▸ **REQUIRED WORK**
Reproduce, without alteration, every line of the data; exclude the images.

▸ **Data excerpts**
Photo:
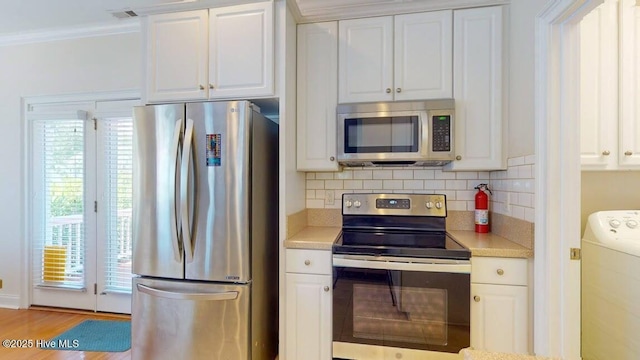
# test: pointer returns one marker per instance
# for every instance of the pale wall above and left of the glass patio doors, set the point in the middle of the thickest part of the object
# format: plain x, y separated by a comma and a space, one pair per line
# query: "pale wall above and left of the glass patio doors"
108, 63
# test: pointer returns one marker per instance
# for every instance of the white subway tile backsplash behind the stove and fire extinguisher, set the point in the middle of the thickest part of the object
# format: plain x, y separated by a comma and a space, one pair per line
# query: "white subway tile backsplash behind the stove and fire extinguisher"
513, 189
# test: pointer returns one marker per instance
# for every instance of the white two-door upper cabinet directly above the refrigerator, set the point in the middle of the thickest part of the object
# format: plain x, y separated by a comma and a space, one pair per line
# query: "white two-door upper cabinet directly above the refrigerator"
218, 53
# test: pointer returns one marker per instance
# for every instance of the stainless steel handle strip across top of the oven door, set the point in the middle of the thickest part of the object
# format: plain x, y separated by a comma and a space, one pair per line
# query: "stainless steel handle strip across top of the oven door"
455, 266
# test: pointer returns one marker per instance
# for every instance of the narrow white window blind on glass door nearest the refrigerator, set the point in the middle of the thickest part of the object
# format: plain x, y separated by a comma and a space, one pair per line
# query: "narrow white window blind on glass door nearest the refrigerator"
115, 161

▸ **EXPECTED OUTPUT**
Photo:
# test: pointer returns one marker per instance
# for every instance of the pale wall above and left of the glass patio doors, set the point in the middle of the thickest part of the object
# format: plain x, y separated by a comma and a space, one pair per line
# query: "pale wall above and left of the glass patio doors"
108, 63
# test: pointer returns one marker per instance
# for every instance of the white subway tile backsplash behind the stove and fire extinguisher, set the point in the middle of the thickest part of the object
# format: plain x, y separated by a comma and a space, one pair per line
# query: "white subway tile backsplash behind the stove and fire extinguisher"
513, 189
# test: pointer returns one marker per instance
# for every instance of the white two-door upper cabinet directly above the refrigerator, set the point in the middle of the thickest part of the object
# format: plain x, y separated by a comma and a space, one pair per line
# query: "white two-door upper cabinet directly above the refrigerator"
218, 53
# test: pointer returns one marker per instance
# for every instance of the stainless steel handle strip across top of the oven door, set the point in the middle of the thickest part of the object
# format: plain x, y separated by a comma and a space, one pair per line
# query: "stainless steel handle strip across top of the oven door"
455, 266
# test: pointer returns one marker per instance
# for every instance of the narrow white window blind on glass door nearest the refrigerator, set the point in the middle of the thickest part of the object
# format: plain x, y separated by a comma and a space, one pair per line
# query: "narrow white window blind on glass door nearest the refrigerator"
115, 161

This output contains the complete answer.